ARTICLE –
Asgaard – German Security Group
- Industry: Security company
- Founded: 2007
- Headquarters: Telgte, Germany
- Key people: Dirk Gaßmann (CEO)
- Services: Security
- Revenue: 60.000 Euro
- Number of employees: 5 (Not including field agents)
- Website: www.asgaardgsg.de

= Asgaard – German Security Group =

German private military company

Asgaard – German Security Group (founded in 2007) is a German private military company.

In May 2010, Asgaard secured a contract with Somali politician Ahmad Galadid Abdinur Darman, which in turn sparked controversy in Germany. According to spokespersons for the German Institute for International and Security Affairs and the Düsseldorf Institute for Foreign and Security Policy, Darman was a politically unimportant player in Somalia, whose political clout might change considerably if he acquired armed security. That over a hundred former German soldiers would begin to play a part in Somali politics led to discussion in the German Bundestag. Politicians spoke of a "fall from grace," but there appeared to be little that could be done, since the German government had for years neglected to draw up rules for private military companies.

EXERCISE AIM – Repeat the passage of the Asgaard article word for word, starting at "In May 2010, Asgaard" and ending at "private military companies.".

Bounding box annotation entries –
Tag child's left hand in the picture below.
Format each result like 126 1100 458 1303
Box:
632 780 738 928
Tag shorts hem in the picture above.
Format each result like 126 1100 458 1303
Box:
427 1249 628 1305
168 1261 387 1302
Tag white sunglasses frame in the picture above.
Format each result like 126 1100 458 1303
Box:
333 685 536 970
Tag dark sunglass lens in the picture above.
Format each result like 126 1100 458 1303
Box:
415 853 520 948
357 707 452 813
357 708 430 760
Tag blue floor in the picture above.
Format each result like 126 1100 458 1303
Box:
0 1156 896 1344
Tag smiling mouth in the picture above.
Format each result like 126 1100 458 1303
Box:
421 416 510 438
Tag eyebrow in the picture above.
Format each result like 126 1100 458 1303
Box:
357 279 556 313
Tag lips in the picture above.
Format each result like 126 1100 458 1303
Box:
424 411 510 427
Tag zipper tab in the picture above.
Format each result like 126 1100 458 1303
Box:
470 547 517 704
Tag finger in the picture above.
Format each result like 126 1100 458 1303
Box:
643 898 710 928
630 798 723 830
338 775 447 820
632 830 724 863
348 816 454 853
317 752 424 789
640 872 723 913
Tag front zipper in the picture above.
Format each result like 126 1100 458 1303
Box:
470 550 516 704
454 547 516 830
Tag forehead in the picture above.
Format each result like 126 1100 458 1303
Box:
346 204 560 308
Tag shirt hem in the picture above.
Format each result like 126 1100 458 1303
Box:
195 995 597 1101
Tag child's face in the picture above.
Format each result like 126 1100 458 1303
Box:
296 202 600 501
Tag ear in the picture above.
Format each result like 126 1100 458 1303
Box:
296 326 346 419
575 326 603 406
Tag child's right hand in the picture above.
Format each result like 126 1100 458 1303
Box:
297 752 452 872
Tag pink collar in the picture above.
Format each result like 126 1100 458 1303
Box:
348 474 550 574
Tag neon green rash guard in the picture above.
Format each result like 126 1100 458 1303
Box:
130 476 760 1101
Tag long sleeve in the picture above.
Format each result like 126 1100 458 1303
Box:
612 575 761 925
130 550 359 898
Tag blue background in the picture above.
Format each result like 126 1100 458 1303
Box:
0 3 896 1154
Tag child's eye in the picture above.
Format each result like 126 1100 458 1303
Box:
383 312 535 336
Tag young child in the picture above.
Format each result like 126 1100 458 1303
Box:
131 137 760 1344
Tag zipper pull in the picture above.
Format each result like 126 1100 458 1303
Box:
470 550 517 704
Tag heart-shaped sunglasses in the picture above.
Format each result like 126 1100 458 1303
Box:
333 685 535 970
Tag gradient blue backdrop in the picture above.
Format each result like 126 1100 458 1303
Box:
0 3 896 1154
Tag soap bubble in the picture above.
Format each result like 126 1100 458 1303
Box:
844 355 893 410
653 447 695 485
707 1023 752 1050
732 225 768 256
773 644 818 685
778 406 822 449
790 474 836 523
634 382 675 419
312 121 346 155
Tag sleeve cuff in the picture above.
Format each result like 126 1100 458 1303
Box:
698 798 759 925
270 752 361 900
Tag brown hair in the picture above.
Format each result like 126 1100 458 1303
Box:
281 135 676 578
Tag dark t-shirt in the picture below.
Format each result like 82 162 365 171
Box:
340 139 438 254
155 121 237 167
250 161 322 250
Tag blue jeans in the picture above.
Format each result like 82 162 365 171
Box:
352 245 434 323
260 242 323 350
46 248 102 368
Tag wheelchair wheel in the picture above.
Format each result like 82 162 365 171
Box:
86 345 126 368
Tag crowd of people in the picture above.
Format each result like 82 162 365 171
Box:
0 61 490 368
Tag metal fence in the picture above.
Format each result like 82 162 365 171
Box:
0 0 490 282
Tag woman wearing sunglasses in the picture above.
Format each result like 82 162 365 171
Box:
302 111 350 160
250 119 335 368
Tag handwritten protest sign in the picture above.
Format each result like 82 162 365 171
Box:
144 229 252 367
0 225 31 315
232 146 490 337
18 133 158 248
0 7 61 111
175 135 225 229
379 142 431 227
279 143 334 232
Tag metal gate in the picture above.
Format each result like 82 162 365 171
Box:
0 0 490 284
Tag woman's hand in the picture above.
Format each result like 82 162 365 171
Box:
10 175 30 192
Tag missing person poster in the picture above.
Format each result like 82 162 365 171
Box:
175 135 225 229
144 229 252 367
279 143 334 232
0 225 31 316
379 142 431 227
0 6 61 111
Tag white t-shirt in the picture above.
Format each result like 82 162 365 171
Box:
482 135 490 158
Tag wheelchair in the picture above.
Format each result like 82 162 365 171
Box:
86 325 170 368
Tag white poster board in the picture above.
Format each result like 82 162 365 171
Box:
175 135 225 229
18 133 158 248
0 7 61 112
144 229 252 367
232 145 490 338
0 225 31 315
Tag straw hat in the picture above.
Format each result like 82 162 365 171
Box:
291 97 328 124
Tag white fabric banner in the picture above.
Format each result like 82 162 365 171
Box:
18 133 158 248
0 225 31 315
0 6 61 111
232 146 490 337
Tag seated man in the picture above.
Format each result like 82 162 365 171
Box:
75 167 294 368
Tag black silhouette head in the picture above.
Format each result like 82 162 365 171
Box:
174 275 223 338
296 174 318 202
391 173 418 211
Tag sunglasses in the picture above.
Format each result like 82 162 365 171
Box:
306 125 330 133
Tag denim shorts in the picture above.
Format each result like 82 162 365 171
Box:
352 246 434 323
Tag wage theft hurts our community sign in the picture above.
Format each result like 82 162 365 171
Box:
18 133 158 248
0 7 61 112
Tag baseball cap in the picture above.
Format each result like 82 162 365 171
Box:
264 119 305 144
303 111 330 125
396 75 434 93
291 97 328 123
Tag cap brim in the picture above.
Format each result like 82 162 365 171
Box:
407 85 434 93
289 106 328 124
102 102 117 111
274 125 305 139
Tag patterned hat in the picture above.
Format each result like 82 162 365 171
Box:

OUTPUT FOR THIS TASK –
In May 2010, Asgaard secured a contract with Somali politician Ahmad Galadid Abdinur Darman, which in turn sparked controversy in Germany. According to spokespersons for the German Institute for International and Security Affairs and the Düsseldorf Institute for Foreign and Security Policy, Darman was a politically unimportant player in Somalia, whose political clout might change considerably if he acquired armed security. That over a hundred former German soldiers would begin to play a part in Somali politics led to discussion in the German Bundestag. Politicians spoke of a "fall from grace," but there appeared to be little that could be done, since the German government had for years neglected to draw up rules for private military companies.